- _TASKS_:
• 1. Rewrite the Elasticsearch snapshot thread from "but on both" up to and including "setting it up?", with "shared filesystem" changed to "network file system".
• 2. Answer these questions using the thread about Elasticsearch snapshots failing after the move to a cluster:
(a) What value is given for path.repo?
(b) With what state did the snapshot logged at 02:34:29 complete?
(c) Which plugin does the last reply suggest using with a Minio node?
• 3. Write the next part of the Elasticsearch snapshot thread, continuing from its last reply.

- _TEXT_:
>>

Snapshots stopped working after switching from a single server to cluster (getting the server married?)

Simple as that. I'm attempting to take snapshots from the same server as before, which isn't the master anymore. path.repo: ["/var/db/elasticsearch"]
Snapshot directory is /var/db/elasticsearch/backup.
For some reason its index-NNN files stopped updating on the day of the switch, judging by FS file last modification time. But other data files seem to be updated. I should note that on other two servers of the cluster backup directory also exists, but has other index-NNN files which started from 1 and going up every day by 1. Why is the backup directory part of the cluster at all? Would moving it outside of repo.path fix the problem?

I should note that even though I still keep addressing the previous master (now slave) in my API requests (using curl), the log entries regarding backup snapshot creation etc. magically appear in the master log files
[2019-07-27T02:31:00,454][INFO ][o.e.s.SnapshotsService ] [] snapshot [backup:snapshot/W3FHurPGSa6MkxFDcRHDKQ] deleted
[2019-07-27T02:31:00,466][INFO ][o.e.r.RepositoriesService] [] delete repository [backup]
[2019-07-27T02:31:00,493][INFO ][o.e.r.RepositoriesService] [] put repository [backup]
[2019-07-27T02:31:00,534][INFO ][o.e.s.SnapshotsService ] [] snapshot [backup:snapshot/Vmr9WpUDS3CeRAXRkAJw8A] started
[2019-07-27T02:34:29,411][INFO ][o.e.s.SnapshotsService ] [] snapshot [backup:snapshot/Vmr9WpUDS3CeRAXRkAJw8A] completed with state [SUCCESS]

but on both slaves (is this the correct term?) I'm getting this instead:

[2019-07-27T02:31:00,515][WARN ][o.e.r.VerifyNodeRepositoryAction] [] [backup] failed to verify repository
org.elasticsearch.repositories.RepositoryVerificationException: [backup] a file written by master to the store [/var/db/elasticsearch/backup] cannot be accessed on the node [{}{_7zxUfdrQrSDyollCyytSg}{bN_ptp5jS2mea1SFYcRs9w}{}{}{xpack.installed=true}]. This might indicate that the store [/var/db/elasticsearch/backup] is not shared between this node and the master node or that permissions on the store don't allow reading files written by the master node

Damn. Here it says that a shared filesystem needs to be used for snapshots to work. What is it for? Any way to take snapshots without setting it up?

No, the snapshot is created cluster wide so ALL nodes need to have access to the same repository.

1 Like

No it's really not. They're either data nodes (if node.master: false and true) or just "the other nodes".

You could try setting up a Minio node to emulate AWS S3, so that you can use the repository-s3 plugin.

<<

- _DATASET EXCERPTS_:
>>

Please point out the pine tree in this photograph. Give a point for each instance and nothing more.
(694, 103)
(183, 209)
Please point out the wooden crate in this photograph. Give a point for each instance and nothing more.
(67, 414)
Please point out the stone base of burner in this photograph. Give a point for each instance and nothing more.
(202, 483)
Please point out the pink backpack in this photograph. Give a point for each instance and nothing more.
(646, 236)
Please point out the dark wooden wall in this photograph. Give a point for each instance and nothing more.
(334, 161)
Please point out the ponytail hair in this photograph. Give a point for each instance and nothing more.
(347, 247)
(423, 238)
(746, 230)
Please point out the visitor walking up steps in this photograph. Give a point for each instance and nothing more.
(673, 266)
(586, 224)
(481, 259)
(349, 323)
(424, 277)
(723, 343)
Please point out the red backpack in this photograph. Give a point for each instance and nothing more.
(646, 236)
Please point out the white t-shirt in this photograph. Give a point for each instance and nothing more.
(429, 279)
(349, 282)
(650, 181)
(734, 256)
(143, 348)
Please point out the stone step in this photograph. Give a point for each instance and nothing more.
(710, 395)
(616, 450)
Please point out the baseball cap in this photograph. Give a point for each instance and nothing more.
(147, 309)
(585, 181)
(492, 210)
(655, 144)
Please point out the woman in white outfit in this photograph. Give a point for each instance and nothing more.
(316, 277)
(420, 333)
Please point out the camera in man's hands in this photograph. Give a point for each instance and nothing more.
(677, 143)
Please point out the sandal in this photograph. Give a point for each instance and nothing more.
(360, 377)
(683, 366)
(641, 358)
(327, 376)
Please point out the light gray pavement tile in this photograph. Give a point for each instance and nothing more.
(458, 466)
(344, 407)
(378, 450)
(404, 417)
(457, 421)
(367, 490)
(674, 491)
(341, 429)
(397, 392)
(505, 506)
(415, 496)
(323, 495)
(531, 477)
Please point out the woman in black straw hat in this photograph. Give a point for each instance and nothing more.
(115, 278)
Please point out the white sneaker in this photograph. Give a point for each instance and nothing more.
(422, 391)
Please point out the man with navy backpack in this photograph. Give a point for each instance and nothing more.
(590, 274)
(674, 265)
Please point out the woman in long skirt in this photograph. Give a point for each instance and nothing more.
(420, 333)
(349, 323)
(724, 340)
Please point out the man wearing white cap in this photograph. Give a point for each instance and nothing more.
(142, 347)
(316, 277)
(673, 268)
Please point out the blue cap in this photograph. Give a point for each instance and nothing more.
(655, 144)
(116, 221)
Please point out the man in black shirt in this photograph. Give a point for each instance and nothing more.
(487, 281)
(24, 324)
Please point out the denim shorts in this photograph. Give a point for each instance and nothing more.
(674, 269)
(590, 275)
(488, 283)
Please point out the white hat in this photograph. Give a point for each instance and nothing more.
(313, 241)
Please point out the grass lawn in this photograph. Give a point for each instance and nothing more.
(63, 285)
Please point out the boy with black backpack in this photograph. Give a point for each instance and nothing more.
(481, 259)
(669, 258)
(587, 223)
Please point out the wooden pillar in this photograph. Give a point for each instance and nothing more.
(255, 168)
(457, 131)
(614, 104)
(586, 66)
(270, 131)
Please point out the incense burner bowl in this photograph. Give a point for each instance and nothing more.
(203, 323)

<<

- _FINAL RESULTS_:
• 1.
but on both slaves (is this the correct term?) I'm getting this instead:

[2019-07-27T02:31:00,515][WARN ][o.e.r.VerifyNodeRepositoryAction] [] [backup] failed to verify repository
org.elasticsearch.repositories.RepositoryVerificationException: [backup] a file written by master to the store [/var/db/elasticsearch/backup] cannot be accessed on the node [{}{_7zxUfdrQrSDyollCyytSg}{bN_ptp5jS2mea1SFYcRs9w}{}{}{xpack.installed=true}]. This might indicate that the store [/var/db/elasticsearch/backup] is not shared between this node and the master node or that permissions on the store don't allow reading files written by the master node

Damn. Here it says that a network file system needs to be used for snapshots to work. What is it for? Any way to take snapshots without setting it up?

• 2.
(a) ["/var/db/elasticsearch"]
(b) SUCCESS
(c) The repository-s3 plugin

• 3.
1 Like

Is there a simpler way? Can I set up the backup with no sharding, but only with replication? All I need is a snapshot that I can copy to an entirely other machine (staging environment) daily and restore it there. This worked when the "cluster" consisted of a single node.

At the very least, would taking the backup on the master only work?

How can the NFS server be set up? Should all data nodes be given read+write access to the shared directory?

Awesome! The nfs setup worked fine, and I could still target any server belonging to the cluster when issuing the queries, not only the master (maybe it had to be a master-eligible one, but this is irrelevant). Thanks to everyone

No, as a rule the master does its best to avoid handling any data, but this idea would route the whole snapshot through the master. It's the primary of each shard that takes the snapshot of that shard.

Yes, you can send any request to any node in a cluster and rely on Elasticsearch to make sure it gets to the right place. In larger clusters it's often a good idea to avoid sending any requests directly to the master nodes so that they can focus on coordinating the cluster.

Glad you got it working, thanks for letting us know.

1 Like

Thanks. I'm a bit wary of the fact that three processes on different machines have full r/w access to the same shared data directory (/var/db/elasticsearch/backup). Will they make sure not to step on each other's toes?

Yes, the master makes sure that they all stay out of each others' way when making a snapshot. You can't have more than one cluster writing to the same snapshot repository, because there's no way to coordinate that, but it's fine if it's just a single cluster.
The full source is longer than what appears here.